*WORK TO BE COMPLETED*. Quote the material word for word, from the line containing "# locate rock: put a pin on each instance." through the end of the material, including both of those lines.

*INFORMATION SHOWN*.
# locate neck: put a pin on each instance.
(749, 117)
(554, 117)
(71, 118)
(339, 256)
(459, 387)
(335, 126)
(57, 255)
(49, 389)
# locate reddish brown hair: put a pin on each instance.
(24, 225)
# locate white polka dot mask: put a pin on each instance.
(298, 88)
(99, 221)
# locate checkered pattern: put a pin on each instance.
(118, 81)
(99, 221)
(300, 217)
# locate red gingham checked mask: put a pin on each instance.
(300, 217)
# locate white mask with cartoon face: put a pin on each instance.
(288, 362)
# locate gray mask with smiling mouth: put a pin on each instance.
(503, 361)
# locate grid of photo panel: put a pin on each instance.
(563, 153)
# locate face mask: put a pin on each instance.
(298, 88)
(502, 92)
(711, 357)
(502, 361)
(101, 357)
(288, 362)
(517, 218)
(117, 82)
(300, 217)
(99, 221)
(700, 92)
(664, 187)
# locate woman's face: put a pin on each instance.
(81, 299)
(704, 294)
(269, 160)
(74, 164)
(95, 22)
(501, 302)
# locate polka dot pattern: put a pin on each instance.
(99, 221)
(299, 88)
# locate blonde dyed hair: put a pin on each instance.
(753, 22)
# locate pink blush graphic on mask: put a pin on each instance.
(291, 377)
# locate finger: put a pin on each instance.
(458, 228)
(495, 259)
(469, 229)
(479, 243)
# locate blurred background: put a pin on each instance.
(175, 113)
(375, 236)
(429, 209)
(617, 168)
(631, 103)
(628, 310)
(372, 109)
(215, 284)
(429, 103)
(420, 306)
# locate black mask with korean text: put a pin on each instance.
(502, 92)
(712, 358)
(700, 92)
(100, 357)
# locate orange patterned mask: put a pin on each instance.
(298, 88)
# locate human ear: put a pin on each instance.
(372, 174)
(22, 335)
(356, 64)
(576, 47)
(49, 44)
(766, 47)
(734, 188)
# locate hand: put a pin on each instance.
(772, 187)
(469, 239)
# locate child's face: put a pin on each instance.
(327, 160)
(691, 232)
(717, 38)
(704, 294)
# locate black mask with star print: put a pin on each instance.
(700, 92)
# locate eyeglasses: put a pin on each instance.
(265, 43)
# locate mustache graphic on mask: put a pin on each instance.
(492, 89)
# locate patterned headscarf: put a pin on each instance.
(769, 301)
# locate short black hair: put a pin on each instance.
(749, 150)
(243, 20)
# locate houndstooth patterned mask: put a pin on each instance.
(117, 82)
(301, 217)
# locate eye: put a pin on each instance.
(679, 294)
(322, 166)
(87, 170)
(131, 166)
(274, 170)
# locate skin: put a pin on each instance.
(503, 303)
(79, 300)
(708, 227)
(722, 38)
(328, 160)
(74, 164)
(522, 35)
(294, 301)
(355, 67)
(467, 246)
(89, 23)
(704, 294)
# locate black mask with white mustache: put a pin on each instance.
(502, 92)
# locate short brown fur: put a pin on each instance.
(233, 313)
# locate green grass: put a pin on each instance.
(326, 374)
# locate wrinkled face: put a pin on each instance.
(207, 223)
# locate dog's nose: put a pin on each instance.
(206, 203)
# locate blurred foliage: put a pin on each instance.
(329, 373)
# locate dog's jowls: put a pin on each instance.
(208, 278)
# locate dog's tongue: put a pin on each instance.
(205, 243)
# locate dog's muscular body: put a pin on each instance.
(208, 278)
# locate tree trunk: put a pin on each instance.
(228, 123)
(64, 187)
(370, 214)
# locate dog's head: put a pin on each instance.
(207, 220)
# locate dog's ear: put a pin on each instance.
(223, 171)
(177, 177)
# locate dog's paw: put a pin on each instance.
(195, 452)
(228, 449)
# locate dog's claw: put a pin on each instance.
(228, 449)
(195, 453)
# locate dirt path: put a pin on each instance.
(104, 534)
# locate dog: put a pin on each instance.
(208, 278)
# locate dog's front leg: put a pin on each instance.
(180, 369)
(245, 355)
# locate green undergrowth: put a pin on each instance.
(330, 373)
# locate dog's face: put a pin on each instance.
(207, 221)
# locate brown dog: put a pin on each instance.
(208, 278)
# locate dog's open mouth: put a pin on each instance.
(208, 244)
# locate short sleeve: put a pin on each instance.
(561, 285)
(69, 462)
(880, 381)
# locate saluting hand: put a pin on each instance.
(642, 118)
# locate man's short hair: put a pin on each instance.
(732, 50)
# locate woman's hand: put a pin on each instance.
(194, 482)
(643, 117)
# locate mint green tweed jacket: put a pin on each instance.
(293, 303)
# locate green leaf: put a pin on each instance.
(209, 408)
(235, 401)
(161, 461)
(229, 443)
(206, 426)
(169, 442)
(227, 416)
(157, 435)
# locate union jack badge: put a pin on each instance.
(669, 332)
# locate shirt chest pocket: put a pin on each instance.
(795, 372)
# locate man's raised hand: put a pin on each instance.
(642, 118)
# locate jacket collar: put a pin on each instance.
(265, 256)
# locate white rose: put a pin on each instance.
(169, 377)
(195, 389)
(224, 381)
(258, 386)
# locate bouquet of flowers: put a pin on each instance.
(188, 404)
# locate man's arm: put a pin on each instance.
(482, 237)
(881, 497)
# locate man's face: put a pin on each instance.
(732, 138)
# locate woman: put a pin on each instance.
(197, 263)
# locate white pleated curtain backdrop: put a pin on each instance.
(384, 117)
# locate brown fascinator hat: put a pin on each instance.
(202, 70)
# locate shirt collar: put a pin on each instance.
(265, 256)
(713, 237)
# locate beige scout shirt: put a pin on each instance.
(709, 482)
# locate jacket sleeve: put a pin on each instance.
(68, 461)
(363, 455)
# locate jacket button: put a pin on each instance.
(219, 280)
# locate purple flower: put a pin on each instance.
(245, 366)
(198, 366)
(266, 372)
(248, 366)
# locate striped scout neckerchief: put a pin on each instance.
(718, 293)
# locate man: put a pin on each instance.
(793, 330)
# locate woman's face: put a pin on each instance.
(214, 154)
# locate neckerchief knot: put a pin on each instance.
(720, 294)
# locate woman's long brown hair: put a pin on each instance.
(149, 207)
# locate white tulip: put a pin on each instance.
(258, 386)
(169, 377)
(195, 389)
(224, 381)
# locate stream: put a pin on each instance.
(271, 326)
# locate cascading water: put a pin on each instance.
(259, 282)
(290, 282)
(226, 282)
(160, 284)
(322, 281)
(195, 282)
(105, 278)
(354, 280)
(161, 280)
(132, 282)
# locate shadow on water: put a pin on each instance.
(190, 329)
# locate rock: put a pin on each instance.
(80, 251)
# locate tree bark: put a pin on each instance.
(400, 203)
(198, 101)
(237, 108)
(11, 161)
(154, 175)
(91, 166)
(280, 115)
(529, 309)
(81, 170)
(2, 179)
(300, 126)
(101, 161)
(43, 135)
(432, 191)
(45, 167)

*SOLUTION*.
# locate rock: put a pin on each instance.
(80, 251)
# locate tree bark: put a pin on each instance.
(400, 203)
(198, 101)
(237, 108)
(11, 161)
(154, 175)
(91, 166)
(280, 115)
(529, 309)
(81, 170)
(2, 179)
(300, 126)
(101, 161)
(43, 135)
(432, 191)
(45, 167)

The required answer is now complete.